EXERCISE DIRECTIONS: Go to the line containing "In this exercise you will point out the light" in the records below and print it and every following line exactly, on through the line containing "[(532, 135)]", then stop.

(Point-per-instance localization data)
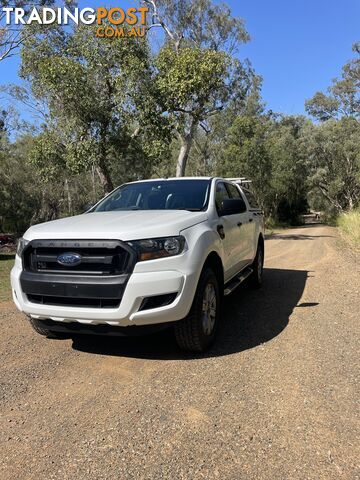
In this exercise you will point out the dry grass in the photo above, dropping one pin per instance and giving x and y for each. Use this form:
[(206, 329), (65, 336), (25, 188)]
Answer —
[(349, 224)]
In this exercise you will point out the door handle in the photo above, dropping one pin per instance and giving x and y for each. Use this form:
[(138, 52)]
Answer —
[(220, 230)]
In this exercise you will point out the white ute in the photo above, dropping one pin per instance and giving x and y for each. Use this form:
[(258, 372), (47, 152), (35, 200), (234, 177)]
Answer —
[(150, 254)]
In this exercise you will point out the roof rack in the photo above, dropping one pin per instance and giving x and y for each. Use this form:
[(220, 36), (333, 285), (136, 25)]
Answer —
[(240, 180)]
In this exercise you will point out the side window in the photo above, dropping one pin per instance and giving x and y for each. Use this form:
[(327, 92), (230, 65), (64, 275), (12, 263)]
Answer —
[(251, 199), (220, 195), (233, 190)]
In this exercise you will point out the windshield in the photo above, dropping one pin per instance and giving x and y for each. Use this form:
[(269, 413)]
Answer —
[(158, 195)]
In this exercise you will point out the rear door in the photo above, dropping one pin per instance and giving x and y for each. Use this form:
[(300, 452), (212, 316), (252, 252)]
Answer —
[(245, 232), (230, 231)]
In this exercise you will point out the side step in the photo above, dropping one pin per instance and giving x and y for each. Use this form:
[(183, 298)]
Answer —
[(236, 281)]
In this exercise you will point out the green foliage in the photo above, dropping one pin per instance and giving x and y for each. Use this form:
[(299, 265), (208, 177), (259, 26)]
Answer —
[(333, 161), (191, 79), (6, 264)]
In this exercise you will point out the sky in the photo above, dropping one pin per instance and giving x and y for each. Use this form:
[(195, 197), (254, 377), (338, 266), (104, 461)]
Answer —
[(298, 47)]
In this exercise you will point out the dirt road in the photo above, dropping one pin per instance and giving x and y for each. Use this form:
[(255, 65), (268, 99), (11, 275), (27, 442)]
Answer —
[(276, 399)]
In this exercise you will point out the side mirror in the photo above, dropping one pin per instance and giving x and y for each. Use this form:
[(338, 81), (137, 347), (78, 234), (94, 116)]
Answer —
[(232, 206), (87, 207)]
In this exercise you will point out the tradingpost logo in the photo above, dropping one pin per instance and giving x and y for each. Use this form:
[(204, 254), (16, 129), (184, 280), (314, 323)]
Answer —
[(111, 22)]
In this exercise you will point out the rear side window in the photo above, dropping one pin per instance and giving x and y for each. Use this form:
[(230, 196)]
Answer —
[(233, 190), (220, 195), (251, 199)]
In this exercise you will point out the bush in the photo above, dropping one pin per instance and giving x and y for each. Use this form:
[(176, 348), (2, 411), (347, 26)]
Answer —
[(349, 224)]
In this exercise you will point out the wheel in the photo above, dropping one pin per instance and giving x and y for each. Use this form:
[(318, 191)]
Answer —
[(44, 331), (257, 267), (197, 331)]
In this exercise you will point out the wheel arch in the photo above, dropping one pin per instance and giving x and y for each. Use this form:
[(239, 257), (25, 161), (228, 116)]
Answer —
[(214, 262)]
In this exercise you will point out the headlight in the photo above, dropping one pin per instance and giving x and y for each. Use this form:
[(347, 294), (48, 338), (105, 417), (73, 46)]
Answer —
[(21, 245), (158, 247)]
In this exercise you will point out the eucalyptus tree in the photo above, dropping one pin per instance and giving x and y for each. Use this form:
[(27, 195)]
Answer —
[(198, 73)]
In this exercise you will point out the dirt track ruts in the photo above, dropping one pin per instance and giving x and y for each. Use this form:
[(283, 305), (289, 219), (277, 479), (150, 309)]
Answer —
[(277, 398)]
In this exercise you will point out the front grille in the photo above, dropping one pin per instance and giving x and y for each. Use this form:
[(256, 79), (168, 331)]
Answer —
[(74, 302), (98, 280), (97, 257)]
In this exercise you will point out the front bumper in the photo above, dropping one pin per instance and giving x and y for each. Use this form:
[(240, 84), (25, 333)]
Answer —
[(139, 286)]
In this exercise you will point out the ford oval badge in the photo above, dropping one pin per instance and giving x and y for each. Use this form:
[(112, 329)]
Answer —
[(69, 259)]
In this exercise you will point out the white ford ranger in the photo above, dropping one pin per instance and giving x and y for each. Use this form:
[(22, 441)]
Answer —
[(150, 254)]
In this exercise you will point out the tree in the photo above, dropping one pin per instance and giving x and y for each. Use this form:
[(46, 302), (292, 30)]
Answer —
[(333, 160), (343, 98), (197, 73), (102, 111)]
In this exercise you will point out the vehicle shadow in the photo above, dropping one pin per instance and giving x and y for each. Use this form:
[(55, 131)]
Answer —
[(250, 318)]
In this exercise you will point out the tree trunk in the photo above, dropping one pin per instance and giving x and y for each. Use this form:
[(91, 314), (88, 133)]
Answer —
[(186, 144), (105, 178), (68, 194)]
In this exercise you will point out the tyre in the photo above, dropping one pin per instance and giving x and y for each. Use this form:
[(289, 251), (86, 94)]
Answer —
[(197, 331), (44, 331), (257, 266)]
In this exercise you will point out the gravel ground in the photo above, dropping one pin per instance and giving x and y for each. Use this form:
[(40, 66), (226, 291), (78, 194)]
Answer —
[(277, 398)]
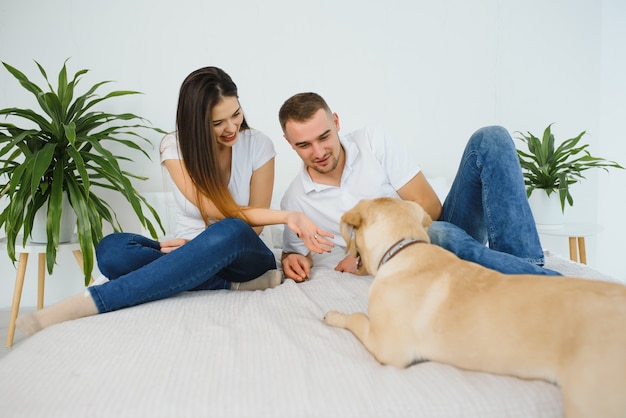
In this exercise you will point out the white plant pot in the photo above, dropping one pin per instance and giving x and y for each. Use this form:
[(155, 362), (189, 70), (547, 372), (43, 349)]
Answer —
[(68, 223), (546, 209)]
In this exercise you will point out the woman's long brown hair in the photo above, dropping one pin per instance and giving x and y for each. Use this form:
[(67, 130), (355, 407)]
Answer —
[(199, 93)]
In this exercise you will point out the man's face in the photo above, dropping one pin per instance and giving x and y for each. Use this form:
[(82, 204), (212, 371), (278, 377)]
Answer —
[(316, 141)]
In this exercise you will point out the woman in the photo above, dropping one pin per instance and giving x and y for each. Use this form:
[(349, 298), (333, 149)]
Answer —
[(223, 172)]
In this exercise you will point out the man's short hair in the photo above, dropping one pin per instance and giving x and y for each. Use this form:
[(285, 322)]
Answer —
[(301, 107)]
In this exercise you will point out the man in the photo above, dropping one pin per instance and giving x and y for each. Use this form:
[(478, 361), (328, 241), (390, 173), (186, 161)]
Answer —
[(486, 203)]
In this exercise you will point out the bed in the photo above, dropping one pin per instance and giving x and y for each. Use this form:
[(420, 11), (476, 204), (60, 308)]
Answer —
[(249, 354)]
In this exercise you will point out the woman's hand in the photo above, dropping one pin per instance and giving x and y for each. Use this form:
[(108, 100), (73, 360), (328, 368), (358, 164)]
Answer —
[(170, 245), (309, 233)]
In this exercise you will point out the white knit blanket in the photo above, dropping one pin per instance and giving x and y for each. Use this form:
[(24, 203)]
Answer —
[(248, 354)]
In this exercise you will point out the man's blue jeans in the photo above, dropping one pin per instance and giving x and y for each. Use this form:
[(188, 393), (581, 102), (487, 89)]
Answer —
[(487, 203), (225, 252)]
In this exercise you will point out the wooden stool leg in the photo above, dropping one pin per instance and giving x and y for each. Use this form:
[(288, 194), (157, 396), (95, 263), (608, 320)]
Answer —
[(573, 251), (17, 296), (78, 255), (581, 250), (41, 279)]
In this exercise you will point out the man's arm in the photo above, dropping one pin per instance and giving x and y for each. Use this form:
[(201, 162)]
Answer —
[(420, 191)]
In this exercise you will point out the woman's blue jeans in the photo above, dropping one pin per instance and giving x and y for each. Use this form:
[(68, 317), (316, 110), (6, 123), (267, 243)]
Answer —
[(225, 252), (487, 204)]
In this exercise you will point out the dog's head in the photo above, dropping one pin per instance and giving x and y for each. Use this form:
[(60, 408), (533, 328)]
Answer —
[(374, 225)]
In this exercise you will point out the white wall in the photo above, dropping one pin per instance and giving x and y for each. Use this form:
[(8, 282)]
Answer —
[(431, 72)]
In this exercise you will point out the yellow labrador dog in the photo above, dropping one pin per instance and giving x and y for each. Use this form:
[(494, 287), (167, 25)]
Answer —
[(427, 304)]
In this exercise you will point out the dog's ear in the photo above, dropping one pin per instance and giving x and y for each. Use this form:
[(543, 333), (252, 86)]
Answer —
[(350, 221)]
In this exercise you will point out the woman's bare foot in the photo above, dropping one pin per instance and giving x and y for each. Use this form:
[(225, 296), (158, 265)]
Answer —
[(267, 280)]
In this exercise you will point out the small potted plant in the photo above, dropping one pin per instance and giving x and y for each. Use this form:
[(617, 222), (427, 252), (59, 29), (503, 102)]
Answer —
[(549, 169), (61, 154)]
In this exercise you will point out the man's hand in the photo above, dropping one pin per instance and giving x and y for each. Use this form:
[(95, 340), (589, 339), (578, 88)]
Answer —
[(296, 266), (348, 265), (170, 245)]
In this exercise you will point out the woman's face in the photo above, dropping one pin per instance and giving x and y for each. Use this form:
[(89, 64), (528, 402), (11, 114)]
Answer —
[(227, 118)]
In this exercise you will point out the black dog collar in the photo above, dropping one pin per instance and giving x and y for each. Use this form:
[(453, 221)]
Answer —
[(397, 247)]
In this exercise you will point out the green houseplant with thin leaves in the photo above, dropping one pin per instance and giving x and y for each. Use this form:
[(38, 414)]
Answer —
[(62, 151), (553, 169)]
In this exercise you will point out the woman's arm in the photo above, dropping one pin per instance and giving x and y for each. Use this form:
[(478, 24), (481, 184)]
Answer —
[(261, 188), (299, 223)]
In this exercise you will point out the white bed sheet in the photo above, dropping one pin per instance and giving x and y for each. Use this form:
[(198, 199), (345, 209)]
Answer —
[(248, 354)]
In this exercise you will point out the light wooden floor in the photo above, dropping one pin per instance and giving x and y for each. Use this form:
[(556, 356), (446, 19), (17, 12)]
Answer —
[(4, 327)]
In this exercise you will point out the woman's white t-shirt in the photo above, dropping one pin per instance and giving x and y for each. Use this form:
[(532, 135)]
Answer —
[(251, 151)]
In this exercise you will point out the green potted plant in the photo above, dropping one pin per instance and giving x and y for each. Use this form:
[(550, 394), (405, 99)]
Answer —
[(553, 169), (61, 153)]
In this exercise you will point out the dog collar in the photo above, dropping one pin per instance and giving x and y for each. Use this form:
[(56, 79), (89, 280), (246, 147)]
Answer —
[(397, 247)]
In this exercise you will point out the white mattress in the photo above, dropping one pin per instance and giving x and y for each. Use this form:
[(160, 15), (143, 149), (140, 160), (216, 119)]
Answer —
[(248, 354)]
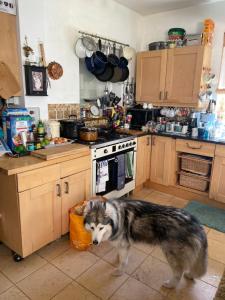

YOUR SOLUTION:
In this exercise you will point out the light wooden floor in the photo above, dropping one pin per instance and giving x and y for each. Use this form:
[(556, 356), (446, 19), (17, 12)]
Answer —
[(4, 327)]
In this exercise you will point out the woman's white t-shirt in the photo above, dropping one pin per instance and giving x and y for each. Use this form:
[(532, 135)]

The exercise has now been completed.